EXTRACT >>
Well, today was an abysmal kick in the neck.
I was told by Miss Busty that some people were "offended" and complaining about something I did, or rather, a habit I have in the classroom. The whole thing is so irksome and inane, I can't even write about it. Basically, I'm offended back at them for sticking their noses where they don't belong, I think anyone who's "offended" by what I was doing is pathetic and needs mental help, and I'm mildly resentful at Busty for refusing to tell me who's got their fucking panties in a bunch over nothing. (What, now she doesn't stoop to gossip? What a laugh.)
Well, it's reminded me that these people are not in any way my friends, to be trusted or opened up to; they're co-workers, and as such should be kept at a respectful, professional arm's length. Friends are understanding; co-workers --- especially women --- are backbiting and quick to gossip. And yes, this is partly gender-based: I was told that I'm not entirely accepted because this was a woman's field and it's "still strange" to see men in early childhood. Yay, 2009 and equality! And what really got me is how this appalling bias is totally okay, yet if it were a bunch of, say, surgeons or CEOs hassling a woman because she wasn't in her "traditional field," that would be obviously wrong to all but the most clueless chauvinist.
And just think, the other day I was idly wondering if I should talk to my doctor about getting off the Prozac; everything was going so swimmingly and I was so cheerful that I thought I had my head on straight. Now I'm pissed off and thinking all over again about how much my life sucks and there's no need to live it. Yes, it's irrational. That's why I take medication for it. But that's how it is. Pass the vodka and the bullets and write me a refill, doc.

Referring expression pointing data >>

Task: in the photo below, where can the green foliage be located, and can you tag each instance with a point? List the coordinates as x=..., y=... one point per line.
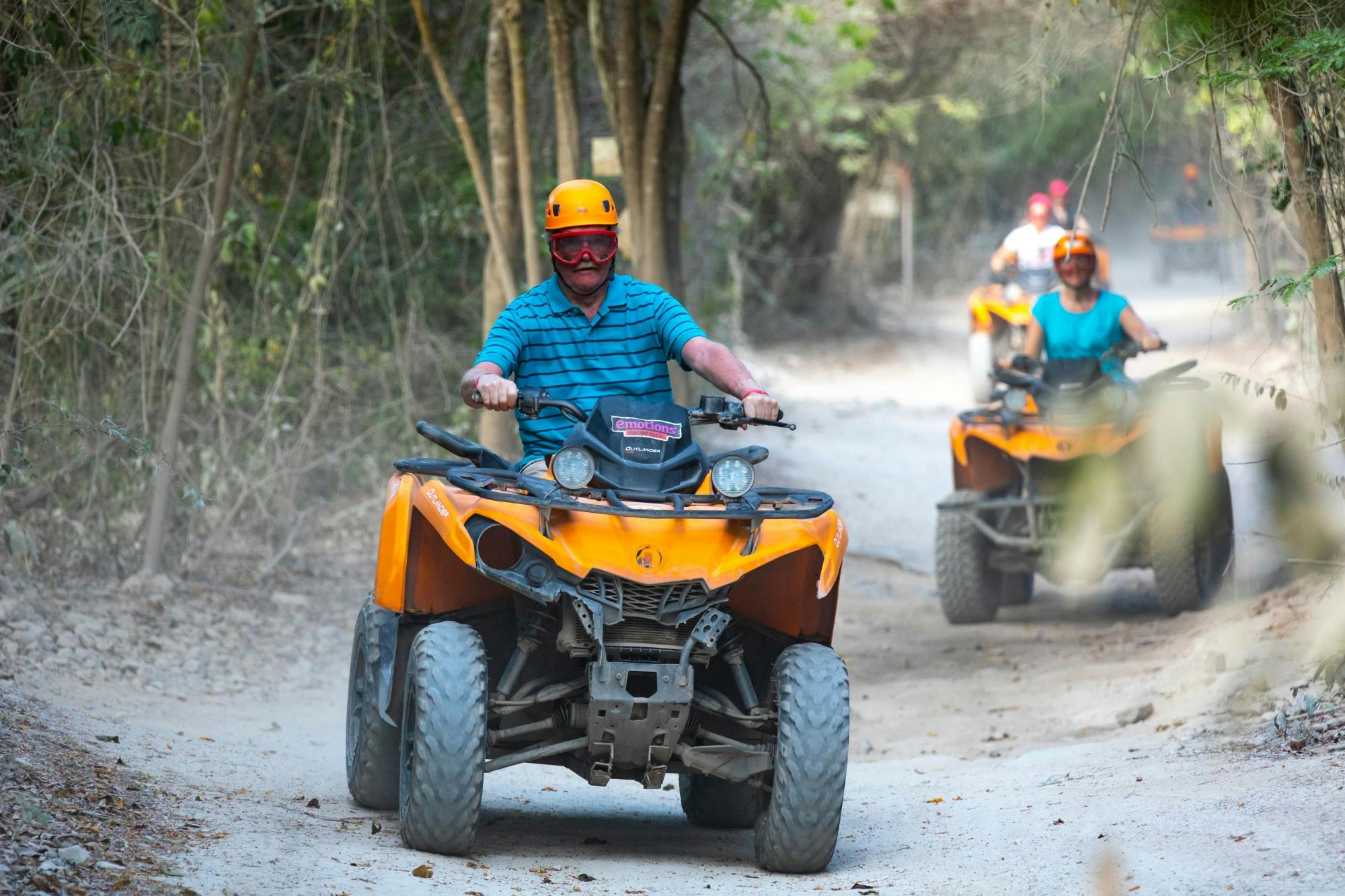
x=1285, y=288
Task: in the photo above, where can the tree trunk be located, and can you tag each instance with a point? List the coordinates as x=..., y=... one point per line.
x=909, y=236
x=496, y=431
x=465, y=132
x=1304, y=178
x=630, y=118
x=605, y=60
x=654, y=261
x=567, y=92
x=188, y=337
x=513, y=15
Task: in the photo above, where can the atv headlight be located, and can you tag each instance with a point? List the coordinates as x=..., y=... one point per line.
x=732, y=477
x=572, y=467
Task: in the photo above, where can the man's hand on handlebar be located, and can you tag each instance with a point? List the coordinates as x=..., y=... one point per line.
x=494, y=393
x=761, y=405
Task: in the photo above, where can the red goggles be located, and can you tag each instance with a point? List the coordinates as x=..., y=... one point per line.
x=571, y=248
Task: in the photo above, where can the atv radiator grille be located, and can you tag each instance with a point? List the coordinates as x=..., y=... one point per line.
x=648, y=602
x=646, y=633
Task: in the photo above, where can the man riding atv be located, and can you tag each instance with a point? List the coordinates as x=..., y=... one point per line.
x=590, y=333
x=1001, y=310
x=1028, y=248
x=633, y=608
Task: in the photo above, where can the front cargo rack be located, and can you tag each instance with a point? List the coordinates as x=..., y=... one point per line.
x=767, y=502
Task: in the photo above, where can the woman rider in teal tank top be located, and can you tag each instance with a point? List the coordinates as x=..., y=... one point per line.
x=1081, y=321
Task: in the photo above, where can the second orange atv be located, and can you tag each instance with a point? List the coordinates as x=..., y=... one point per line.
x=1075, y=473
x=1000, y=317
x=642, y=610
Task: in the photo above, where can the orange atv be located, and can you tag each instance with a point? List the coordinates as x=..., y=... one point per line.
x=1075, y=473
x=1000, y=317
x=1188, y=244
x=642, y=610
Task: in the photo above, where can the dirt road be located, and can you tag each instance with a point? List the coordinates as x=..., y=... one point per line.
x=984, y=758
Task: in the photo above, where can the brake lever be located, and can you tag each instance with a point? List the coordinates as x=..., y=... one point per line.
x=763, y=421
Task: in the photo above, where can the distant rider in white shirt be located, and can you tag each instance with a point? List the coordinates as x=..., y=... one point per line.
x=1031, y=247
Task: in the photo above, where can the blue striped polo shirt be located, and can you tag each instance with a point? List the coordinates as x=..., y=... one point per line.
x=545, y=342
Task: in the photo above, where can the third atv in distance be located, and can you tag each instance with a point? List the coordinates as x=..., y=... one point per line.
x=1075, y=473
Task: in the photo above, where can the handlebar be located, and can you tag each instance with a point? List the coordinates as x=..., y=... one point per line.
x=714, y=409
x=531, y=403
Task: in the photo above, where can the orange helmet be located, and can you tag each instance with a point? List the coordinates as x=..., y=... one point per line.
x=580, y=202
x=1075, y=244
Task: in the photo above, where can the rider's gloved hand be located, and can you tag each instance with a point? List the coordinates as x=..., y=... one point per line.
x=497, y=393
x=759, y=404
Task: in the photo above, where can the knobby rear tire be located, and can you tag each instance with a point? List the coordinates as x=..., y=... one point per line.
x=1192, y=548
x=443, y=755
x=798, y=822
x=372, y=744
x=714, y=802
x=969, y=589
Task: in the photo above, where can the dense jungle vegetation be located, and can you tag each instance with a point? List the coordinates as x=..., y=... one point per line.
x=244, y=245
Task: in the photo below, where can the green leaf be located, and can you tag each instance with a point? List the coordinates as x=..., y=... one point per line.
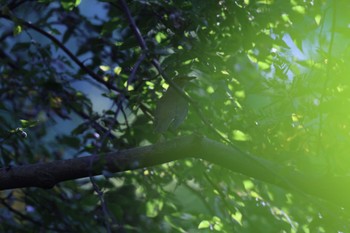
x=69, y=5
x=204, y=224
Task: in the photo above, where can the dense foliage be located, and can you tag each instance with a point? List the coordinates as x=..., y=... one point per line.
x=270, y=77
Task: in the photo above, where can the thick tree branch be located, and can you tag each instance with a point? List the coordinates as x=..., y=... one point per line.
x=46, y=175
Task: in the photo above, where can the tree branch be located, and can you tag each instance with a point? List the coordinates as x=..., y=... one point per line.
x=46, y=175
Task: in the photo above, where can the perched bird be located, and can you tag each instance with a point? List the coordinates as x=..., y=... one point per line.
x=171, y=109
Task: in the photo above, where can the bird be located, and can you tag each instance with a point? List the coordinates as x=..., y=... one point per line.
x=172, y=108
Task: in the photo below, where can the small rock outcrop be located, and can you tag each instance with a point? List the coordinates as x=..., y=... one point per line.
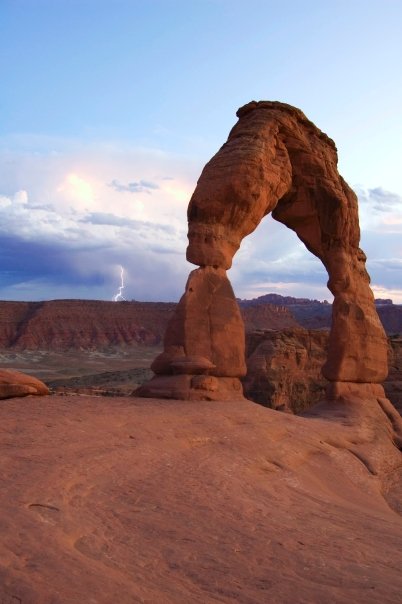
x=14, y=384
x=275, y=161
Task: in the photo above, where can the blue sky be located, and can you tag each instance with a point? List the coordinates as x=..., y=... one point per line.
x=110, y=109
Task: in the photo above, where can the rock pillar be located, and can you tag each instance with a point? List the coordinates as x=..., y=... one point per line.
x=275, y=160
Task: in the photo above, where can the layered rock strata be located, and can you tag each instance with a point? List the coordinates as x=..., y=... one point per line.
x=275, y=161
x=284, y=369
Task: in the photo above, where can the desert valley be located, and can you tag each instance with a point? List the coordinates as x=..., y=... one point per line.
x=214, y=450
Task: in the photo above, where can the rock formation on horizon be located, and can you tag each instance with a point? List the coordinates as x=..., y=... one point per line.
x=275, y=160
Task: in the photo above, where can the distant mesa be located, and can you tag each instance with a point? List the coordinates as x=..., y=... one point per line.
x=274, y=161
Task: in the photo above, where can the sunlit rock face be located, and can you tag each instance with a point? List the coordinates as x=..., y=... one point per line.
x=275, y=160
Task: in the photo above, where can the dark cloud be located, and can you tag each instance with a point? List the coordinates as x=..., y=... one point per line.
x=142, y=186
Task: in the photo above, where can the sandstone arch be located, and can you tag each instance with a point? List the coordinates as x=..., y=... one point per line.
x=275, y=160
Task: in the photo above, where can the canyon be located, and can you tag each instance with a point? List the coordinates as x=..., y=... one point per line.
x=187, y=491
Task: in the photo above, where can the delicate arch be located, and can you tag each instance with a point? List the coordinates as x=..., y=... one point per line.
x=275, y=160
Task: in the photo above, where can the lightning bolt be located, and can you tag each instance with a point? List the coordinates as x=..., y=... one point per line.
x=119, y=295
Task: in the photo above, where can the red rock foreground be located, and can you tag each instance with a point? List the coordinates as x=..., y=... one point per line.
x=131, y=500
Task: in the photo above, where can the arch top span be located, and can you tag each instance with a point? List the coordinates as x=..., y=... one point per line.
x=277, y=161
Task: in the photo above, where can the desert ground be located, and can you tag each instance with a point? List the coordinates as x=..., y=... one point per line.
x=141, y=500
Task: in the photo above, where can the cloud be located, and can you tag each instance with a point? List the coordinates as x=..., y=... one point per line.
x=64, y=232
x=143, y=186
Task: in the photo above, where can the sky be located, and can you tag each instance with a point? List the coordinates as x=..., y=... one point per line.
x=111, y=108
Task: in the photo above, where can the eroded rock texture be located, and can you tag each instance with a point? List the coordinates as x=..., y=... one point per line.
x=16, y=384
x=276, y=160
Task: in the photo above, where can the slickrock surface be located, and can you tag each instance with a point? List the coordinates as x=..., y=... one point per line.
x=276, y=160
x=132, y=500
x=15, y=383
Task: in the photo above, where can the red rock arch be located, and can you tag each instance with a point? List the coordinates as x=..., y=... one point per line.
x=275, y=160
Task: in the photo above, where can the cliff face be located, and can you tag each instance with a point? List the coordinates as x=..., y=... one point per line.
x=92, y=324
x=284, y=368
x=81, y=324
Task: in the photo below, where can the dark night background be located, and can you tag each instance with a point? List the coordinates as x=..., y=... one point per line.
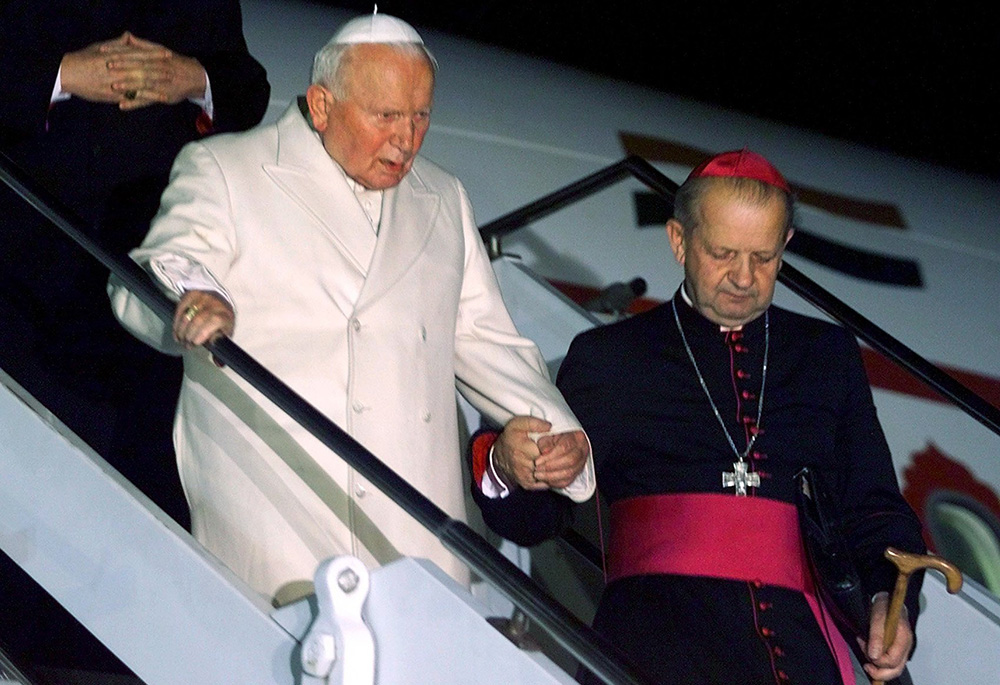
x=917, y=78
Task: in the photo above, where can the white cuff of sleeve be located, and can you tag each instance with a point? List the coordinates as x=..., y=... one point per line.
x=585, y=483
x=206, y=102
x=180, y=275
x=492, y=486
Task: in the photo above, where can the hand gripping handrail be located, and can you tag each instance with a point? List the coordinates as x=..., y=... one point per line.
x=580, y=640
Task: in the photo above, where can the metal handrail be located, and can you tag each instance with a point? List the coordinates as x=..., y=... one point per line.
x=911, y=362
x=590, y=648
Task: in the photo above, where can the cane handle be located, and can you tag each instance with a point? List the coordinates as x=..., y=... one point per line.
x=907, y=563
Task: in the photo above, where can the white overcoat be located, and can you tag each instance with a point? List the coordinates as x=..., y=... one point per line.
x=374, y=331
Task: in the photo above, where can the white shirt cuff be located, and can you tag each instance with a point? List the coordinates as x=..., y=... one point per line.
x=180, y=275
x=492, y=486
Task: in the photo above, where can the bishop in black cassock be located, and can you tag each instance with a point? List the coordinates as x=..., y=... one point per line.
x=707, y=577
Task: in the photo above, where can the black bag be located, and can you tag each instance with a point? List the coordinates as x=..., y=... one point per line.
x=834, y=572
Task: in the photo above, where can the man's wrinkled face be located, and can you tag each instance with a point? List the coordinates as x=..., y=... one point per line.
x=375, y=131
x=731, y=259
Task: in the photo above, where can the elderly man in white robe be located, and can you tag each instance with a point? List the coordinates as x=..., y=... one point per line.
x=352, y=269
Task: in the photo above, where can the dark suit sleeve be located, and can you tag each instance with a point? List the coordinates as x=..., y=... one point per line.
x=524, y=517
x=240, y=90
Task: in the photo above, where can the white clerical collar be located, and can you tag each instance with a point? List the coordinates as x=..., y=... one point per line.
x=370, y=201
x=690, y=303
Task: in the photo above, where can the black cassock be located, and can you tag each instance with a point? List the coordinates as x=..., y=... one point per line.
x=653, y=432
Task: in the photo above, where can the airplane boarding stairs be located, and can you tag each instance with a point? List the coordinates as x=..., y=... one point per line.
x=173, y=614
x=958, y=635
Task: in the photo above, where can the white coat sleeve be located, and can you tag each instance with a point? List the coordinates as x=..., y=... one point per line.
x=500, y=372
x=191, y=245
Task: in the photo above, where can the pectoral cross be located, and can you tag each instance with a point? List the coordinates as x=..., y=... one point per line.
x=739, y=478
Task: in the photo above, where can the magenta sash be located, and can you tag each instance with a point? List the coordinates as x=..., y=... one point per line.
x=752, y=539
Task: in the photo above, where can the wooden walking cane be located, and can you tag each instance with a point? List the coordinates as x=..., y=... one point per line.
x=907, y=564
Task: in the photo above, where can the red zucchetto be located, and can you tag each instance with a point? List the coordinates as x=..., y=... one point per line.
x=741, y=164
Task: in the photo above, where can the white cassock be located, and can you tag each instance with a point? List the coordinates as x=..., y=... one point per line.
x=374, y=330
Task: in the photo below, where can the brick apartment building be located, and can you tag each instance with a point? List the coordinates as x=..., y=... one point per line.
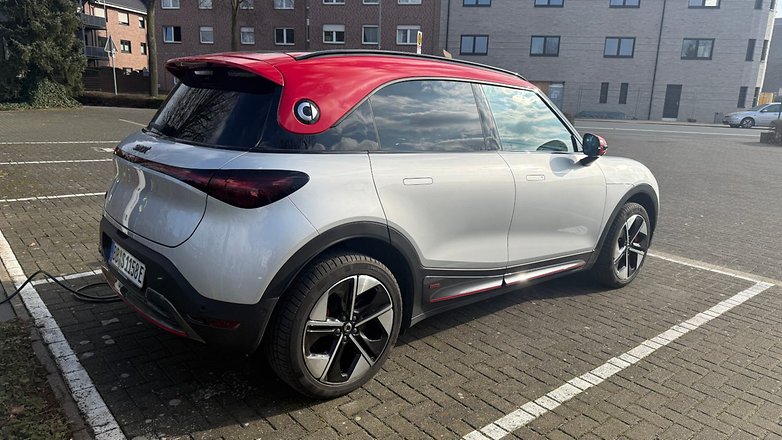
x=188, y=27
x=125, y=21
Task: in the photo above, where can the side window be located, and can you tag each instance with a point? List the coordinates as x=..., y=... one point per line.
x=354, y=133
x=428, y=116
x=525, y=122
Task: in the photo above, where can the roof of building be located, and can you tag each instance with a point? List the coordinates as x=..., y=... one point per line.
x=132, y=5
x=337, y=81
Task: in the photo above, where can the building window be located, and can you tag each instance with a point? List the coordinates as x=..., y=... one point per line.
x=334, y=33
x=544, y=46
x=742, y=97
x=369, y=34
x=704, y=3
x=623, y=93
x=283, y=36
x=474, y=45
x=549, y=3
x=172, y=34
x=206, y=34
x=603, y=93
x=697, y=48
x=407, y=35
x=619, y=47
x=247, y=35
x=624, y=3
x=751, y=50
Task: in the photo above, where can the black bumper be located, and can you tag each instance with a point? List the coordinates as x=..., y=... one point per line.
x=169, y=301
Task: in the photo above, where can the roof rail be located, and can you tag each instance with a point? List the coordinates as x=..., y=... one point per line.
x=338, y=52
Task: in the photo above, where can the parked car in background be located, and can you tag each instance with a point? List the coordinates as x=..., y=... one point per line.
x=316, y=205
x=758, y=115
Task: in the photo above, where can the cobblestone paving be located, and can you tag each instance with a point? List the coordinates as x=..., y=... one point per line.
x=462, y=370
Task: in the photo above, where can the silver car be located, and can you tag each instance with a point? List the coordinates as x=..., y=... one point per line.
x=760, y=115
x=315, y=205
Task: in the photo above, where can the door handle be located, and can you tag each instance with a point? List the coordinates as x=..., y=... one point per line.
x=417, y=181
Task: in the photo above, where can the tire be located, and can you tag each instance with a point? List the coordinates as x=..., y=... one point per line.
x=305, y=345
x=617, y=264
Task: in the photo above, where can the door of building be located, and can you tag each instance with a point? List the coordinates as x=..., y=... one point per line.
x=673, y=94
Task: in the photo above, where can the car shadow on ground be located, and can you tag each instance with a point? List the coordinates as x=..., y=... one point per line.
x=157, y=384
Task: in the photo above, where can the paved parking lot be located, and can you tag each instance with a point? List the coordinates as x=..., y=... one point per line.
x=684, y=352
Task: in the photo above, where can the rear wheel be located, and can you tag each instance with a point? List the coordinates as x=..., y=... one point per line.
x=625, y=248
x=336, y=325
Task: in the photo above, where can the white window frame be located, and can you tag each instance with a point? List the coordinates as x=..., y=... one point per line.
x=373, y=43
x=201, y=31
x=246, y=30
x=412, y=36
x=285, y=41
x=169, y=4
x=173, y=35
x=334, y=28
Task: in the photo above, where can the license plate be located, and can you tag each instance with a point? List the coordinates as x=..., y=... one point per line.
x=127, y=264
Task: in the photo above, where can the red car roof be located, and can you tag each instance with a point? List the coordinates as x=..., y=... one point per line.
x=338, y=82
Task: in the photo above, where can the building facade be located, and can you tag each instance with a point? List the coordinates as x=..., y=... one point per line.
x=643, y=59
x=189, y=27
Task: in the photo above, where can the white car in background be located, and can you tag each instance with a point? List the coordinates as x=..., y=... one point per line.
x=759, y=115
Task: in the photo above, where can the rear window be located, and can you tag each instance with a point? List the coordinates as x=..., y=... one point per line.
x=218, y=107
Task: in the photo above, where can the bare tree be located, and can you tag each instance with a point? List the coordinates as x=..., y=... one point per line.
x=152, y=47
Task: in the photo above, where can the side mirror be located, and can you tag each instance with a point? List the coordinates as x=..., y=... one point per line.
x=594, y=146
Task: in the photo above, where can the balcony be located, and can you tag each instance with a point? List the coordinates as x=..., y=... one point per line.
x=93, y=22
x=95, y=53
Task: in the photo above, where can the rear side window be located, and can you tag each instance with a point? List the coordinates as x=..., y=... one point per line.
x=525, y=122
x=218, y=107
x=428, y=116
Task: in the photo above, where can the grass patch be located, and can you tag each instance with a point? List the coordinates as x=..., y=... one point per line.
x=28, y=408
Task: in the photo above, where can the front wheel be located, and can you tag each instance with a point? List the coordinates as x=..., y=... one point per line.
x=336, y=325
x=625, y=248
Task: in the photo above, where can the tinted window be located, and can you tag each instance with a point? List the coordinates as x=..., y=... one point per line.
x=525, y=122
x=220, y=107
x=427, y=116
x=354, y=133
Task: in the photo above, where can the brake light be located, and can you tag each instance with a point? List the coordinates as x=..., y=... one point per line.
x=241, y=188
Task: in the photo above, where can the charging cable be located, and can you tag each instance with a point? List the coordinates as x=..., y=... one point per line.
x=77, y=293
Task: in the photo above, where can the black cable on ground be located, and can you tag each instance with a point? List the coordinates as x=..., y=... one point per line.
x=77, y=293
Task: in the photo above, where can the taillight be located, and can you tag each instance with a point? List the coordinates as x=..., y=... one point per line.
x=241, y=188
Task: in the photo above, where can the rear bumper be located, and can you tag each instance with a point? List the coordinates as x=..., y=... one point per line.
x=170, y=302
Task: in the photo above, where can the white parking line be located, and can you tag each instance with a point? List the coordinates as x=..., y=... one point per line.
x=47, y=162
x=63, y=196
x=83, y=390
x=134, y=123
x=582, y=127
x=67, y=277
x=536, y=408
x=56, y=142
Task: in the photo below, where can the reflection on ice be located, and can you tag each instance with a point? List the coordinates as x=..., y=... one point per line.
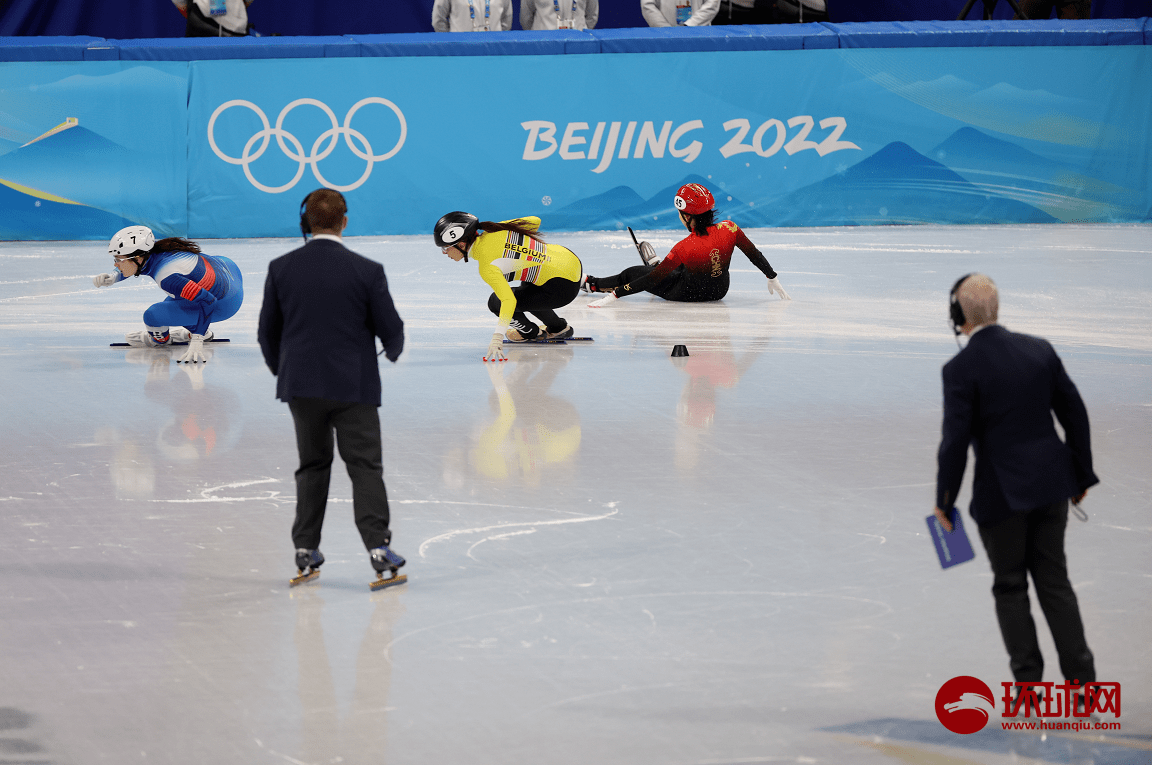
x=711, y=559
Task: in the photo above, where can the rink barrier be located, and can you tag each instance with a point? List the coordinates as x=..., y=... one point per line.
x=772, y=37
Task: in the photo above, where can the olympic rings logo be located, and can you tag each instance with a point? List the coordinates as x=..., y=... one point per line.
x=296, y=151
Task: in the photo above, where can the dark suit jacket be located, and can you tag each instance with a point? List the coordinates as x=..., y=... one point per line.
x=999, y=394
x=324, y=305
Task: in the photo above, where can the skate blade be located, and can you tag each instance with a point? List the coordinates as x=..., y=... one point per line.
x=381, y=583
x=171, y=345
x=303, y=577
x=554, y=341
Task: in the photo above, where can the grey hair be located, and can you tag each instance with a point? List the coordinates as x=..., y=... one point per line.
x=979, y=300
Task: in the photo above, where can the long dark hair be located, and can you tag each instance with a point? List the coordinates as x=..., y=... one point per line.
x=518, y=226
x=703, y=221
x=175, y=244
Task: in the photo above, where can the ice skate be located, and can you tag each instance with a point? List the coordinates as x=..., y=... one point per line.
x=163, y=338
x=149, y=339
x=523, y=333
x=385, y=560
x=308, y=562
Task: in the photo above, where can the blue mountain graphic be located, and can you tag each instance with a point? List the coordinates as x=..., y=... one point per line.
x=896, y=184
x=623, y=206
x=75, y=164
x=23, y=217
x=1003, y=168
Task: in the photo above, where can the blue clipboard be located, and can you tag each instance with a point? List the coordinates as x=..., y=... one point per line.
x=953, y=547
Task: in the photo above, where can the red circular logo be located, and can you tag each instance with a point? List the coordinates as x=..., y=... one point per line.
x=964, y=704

EXERCISE DIRECTIONS >>
Answer these questions about the passage:
(a) Who told the writer that some people were "offended"?
(b) In what field does the writer say it is "still strange" to see men?
(c) What medication had the writer been thinking of asking the doctor about getting off?
These records have no connection to the passage.

ANSWER TO THIS EXERCISE >>
(a) Miss Busty
(b) Early childhood
(c) Prozac